● **TASK DESCRIPTION**
Lines holding the word "beaded" must be located in the listing below and copied.

── EXERCISE INPUTS

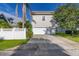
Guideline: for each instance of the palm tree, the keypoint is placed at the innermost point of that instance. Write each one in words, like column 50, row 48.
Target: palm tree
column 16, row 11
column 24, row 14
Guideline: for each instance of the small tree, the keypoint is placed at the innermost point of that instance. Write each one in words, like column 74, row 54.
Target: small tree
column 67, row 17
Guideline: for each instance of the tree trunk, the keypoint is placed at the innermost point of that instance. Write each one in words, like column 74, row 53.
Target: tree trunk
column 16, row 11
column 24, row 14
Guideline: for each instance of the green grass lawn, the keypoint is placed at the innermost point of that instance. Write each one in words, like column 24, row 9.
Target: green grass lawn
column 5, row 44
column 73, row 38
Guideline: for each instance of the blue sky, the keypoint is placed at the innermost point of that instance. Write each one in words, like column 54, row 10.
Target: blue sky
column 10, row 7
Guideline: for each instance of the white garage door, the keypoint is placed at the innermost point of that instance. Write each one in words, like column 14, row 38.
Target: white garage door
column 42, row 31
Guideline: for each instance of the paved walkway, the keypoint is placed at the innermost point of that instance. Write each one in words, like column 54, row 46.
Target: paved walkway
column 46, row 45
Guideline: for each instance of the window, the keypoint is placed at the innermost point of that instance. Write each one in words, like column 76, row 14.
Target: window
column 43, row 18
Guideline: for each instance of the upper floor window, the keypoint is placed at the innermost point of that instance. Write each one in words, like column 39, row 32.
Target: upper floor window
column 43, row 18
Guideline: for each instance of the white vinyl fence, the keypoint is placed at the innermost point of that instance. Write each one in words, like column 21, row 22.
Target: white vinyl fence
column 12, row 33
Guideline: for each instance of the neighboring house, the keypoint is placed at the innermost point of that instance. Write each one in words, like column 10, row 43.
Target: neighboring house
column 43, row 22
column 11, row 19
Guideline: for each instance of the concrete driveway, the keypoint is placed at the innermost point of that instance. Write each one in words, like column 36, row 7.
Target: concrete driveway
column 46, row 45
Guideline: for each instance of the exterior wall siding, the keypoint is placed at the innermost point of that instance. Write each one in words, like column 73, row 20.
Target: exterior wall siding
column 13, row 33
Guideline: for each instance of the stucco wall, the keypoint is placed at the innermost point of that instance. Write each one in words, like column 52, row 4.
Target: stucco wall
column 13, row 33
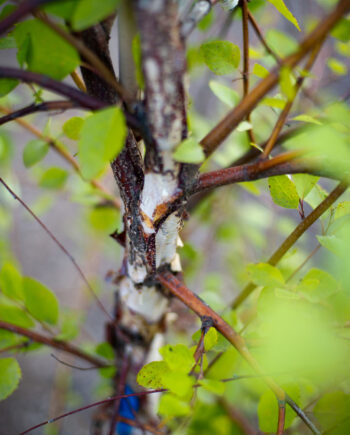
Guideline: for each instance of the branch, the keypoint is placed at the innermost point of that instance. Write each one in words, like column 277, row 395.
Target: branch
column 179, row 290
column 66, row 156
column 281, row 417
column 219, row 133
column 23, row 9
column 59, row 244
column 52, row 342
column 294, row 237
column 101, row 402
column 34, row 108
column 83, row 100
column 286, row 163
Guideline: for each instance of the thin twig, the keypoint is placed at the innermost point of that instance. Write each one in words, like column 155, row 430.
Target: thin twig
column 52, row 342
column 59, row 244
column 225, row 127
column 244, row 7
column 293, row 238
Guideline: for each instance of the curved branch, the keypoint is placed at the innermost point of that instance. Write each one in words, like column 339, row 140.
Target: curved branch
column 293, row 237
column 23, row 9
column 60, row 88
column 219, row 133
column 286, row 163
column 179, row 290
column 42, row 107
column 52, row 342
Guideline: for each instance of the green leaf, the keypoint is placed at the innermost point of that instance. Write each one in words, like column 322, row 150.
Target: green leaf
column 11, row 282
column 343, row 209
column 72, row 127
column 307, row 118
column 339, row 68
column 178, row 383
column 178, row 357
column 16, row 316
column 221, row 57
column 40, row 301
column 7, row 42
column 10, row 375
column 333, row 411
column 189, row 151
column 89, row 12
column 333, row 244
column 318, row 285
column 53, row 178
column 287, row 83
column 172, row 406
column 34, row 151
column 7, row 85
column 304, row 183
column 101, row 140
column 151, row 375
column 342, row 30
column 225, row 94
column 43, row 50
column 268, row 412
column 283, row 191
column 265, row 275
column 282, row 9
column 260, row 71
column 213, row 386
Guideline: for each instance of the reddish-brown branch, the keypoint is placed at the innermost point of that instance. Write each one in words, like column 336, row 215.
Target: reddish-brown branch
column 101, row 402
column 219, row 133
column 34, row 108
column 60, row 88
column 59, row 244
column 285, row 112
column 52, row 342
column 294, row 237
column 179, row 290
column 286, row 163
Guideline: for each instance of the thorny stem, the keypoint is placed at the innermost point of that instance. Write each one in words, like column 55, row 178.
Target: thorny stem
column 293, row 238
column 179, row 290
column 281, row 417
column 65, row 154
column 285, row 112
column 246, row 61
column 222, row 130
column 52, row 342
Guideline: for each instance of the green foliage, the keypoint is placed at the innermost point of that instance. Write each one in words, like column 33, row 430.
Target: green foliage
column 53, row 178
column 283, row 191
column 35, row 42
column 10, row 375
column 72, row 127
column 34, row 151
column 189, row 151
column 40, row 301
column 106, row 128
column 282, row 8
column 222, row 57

────
── EXERCISE INPUTS

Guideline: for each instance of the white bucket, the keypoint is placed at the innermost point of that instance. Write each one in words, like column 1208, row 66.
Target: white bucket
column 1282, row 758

────
── EXERCISE INPUTS

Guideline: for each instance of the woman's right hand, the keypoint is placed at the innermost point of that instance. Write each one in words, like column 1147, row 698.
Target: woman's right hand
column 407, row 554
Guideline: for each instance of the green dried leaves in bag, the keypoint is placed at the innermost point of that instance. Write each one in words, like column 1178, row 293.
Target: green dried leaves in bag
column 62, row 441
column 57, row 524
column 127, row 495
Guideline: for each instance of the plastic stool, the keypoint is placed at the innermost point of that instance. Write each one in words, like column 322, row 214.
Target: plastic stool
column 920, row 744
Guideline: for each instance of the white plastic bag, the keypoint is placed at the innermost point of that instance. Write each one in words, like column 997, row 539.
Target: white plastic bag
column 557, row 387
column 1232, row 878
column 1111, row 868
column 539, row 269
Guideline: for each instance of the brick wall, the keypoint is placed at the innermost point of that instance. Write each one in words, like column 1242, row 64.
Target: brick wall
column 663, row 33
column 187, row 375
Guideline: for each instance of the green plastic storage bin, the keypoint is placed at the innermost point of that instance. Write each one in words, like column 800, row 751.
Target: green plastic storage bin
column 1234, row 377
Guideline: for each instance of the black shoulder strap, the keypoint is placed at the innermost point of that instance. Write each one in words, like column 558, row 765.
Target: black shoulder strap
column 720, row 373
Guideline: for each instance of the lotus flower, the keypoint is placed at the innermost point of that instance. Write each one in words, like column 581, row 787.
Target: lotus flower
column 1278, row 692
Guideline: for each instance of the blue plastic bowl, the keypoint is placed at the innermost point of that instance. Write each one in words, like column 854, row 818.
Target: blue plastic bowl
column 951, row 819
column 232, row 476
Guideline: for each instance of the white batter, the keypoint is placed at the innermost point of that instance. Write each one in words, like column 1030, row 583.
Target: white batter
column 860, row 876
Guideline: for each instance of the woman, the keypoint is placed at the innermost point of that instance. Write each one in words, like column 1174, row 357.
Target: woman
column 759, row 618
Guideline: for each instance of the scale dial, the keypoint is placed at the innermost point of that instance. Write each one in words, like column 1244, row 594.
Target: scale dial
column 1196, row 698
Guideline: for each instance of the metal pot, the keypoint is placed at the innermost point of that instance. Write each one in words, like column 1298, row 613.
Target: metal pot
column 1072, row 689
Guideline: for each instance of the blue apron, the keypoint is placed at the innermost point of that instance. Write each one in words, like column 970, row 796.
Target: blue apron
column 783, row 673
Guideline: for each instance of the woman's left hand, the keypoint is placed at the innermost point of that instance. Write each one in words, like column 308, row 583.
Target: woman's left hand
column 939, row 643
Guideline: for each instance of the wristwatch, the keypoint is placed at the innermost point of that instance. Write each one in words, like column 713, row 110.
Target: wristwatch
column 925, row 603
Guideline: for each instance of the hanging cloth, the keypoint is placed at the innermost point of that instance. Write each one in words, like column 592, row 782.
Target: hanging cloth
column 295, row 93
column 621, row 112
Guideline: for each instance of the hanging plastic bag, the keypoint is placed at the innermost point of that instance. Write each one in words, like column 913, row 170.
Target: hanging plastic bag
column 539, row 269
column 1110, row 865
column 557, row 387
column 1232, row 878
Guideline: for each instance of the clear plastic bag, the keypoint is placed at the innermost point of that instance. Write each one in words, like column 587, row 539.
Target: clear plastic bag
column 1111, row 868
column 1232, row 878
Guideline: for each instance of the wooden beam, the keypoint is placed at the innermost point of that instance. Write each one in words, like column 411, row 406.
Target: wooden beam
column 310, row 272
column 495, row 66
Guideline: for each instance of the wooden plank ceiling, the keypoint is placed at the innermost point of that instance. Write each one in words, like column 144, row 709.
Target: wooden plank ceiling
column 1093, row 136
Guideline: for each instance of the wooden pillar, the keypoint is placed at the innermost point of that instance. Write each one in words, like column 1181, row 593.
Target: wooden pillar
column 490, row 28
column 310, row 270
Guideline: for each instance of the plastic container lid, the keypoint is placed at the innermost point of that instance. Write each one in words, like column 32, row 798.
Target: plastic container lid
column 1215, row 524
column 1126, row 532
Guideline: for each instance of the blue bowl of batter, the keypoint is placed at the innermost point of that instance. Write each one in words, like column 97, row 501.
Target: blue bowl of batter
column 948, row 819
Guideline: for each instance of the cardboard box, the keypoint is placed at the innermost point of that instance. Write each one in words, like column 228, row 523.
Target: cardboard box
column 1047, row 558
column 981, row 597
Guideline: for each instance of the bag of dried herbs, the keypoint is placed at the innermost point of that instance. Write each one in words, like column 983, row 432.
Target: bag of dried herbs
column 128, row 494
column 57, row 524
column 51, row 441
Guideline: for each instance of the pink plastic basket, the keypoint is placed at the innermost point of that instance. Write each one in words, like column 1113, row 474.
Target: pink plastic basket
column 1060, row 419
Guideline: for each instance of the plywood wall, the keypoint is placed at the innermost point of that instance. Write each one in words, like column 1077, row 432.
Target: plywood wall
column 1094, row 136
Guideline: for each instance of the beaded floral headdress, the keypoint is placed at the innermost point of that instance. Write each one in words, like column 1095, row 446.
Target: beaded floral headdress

────

● **RESPONSE FOR THIS EXERCISE**
Guideline: for each instance of the beaded floral headdress, the keypoint is placed at the innermost point of that instance. Write each one in words, like column 1095, row 446.
Target: beaded floral headdress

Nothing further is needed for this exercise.